### [PROBLEM STATEMENT]
Work out how many lines below contain the word "point", then give that number alone.

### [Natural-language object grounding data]

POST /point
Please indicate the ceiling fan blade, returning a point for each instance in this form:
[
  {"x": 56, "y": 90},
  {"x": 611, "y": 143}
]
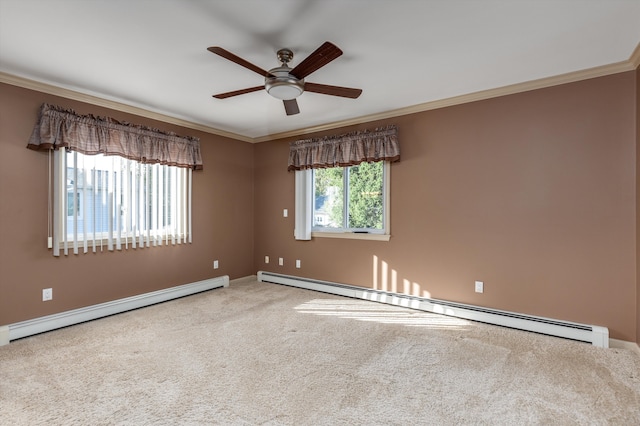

### [ANSWER FOR THE TASK]
2